-- START OF Records to process --

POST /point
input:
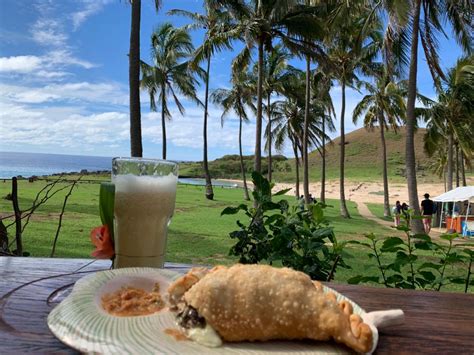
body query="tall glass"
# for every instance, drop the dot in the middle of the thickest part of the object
(145, 194)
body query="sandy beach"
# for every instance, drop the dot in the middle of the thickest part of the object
(371, 192)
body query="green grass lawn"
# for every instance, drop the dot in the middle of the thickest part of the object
(197, 234)
(377, 211)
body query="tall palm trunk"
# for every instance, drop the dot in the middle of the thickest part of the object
(134, 82)
(323, 164)
(463, 170)
(444, 179)
(209, 192)
(410, 162)
(269, 137)
(163, 122)
(242, 167)
(305, 132)
(449, 163)
(297, 170)
(386, 201)
(258, 129)
(457, 164)
(344, 211)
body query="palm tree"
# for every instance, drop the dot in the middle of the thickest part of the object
(236, 99)
(216, 24)
(351, 51)
(450, 120)
(383, 106)
(134, 78)
(289, 119)
(435, 13)
(275, 65)
(320, 87)
(169, 71)
(261, 22)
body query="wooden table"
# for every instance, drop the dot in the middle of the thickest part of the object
(436, 323)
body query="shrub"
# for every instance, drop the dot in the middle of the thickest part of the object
(295, 236)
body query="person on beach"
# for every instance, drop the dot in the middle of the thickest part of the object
(427, 210)
(397, 209)
(404, 210)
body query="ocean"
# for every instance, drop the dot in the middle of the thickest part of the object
(38, 164)
(29, 164)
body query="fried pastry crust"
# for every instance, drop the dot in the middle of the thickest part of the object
(259, 302)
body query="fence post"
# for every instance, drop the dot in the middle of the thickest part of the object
(16, 209)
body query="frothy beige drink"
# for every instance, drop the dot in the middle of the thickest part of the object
(143, 209)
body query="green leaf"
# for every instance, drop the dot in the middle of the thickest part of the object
(281, 192)
(392, 244)
(233, 210)
(106, 205)
(403, 228)
(395, 278)
(359, 279)
(449, 236)
(423, 245)
(458, 280)
(423, 237)
(430, 265)
(428, 275)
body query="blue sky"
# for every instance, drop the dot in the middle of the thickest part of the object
(64, 82)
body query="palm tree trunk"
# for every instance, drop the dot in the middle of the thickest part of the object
(163, 121)
(457, 164)
(297, 170)
(444, 179)
(242, 167)
(463, 170)
(449, 163)
(323, 164)
(269, 138)
(386, 201)
(344, 211)
(305, 132)
(134, 82)
(207, 175)
(410, 162)
(258, 129)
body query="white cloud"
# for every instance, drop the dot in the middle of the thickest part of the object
(48, 32)
(65, 58)
(61, 128)
(52, 65)
(103, 93)
(20, 64)
(90, 7)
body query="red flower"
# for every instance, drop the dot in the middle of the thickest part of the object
(100, 237)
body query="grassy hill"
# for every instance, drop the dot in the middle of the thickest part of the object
(363, 160)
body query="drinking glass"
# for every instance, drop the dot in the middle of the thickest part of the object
(145, 194)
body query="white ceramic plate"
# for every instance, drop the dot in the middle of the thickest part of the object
(80, 322)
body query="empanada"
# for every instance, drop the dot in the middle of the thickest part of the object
(260, 302)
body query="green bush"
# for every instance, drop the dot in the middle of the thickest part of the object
(295, 236)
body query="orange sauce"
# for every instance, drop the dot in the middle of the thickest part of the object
(176, 334)
(131, 301)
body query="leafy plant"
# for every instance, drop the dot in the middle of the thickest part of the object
(400, 265)
(277, 232)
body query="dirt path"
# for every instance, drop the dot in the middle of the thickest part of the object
(365, 212)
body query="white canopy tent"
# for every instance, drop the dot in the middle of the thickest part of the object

-- END OF Records to process --

**What to do**:
Except for the pictures, copy the material above exactly.

**Result for this task**:
POST /point
input:
body query="tall glass"
# for every instance, drop the dot in the middle of the thickest part of the object
(145, 194)
body query="sandy beach"
# for every instance, drop the dot in the middle of the thickest part of the object
(371, 192)
body query="green grass lawn"
# for every instance, drop the dot in the middle of the thickest part of the object
(197, 234)
(377, 211)
body query="tall palm trunk"
# for every instance, drop the dot in the middle of the thickest part of the object
(134, 82)
(323, 164)
(463, 170)
(444, 179)
(209, 192)
(410, 162)
(269, 137)
(163, 122)
(242, 167)
(305, 132)
(449, 163)
(297, 170)
(386, 201)
(258, 129)
(457, 164)
(344, 211)
body query="palm tree"
# for every instance, drop the dot in the middle of the thickest part of the object
(236, 99)
(216, 24)
(351, 51)
(450, 120)
(383, 106)
(134, 78)
(289, 119)
(435, 13)
(275, 65)
(320, 87)
(169, 71)
(261, 22)
body query="wooden table"
# for every instance, drop the dot in the middle of the thickest part of the object
(436, 323)
body query="shrub"
# for every instance, drop the dot in the middle of the thickest part of the object
(295, 236)
body query="person on beach"
# for every instance, drop the dot in the middle of the thickest part of the object
(427, 210)
(397, 209)
(404, 210)
body query="ocean"
# for every instance, drop the dot in the middle of the thickest part of the object
(38, 164)
(29, 164)
body query="fried pastry crust"
# for every instance, drop the dot in the middle of the thickest part of the object
(259, 302)
body query="fence post"
# for every instance, drop the dot in the middle of the thickest part of the object
(16, 209)
body query="frothy beige drink"
# for every instance, drop the dot in the middle of the thickest part of the object
(143, 209)
body query="green leaf"
# for every instance, drop the dot in the middle of the thickest part of the object
(281, 192)
(392, 244)
(233, 210)
(106, 205)
(403, 228)
(395, 278)
(359, 279)
(449, 236)
(423, 245)
(458, 280)
(423, 237)
(430, 265)
(428, 275)
body query="blue sky"
# for every instance, drop the dot in the middle of the thickest part of the object
(64, 82)
body query="palm tree trunk"
# for every instance, drop the dot in the middle of the thickest part of the object
(163, 121)
(457, 164)
(297, 170)
(444, 179)
(242, 167)
(463, 170)
(449, 163)
(323, 164)
(269, 138)
(386, 201)
(344, 211)
(305, 132)
(134, 82)
(207, 175)
(410, 162)
(258, 129)
body query="white cloud"
# for every instance, drop the dot in the middle of the thickest part of the object
(48, 32)
(65, 58)
(61, 128)
(52, 65)
(103, 93)
(20, 64)
(90, 7)
body query="red flower"
# for every instance, drop the dot in the middle of the thickest part of the object
(100, 237)
body query="grassy hill"
# for every instance, drop the dot in the middle of the thickest part of the object
(363, 160)
body query="drinking glass"
# for every instance, drop the dot in the middle of the thickest part of the object
(145, 194)
body query="white ceramic plate"
# for every instance, drop the dot in the middle of the thickest part of the object
(80, 322)
body query="empanada"
# for every instance, drop the dot in the middle of the thickest part of the object
(260, 302)
body query="green bush"
# for every instance, drop the dot in the middle of the thickest part of the object
(295, 236)
body query="orange sauce"
# for every instance, drop the dot in the middle of the thickest part of the object
(176, 334)
(131, 301)
body query="leafy plant"
# for every instance, drop the dot in the middle of the thickest part of the object
(400, 265)
(277, 232)
body query="dirt path"
# for every instance, drop the dot in the middle of the thickest part of the object
(365, 212)
body query="white canopy tent"
# for every instance, drop the dot in the middle of the thickest part of the object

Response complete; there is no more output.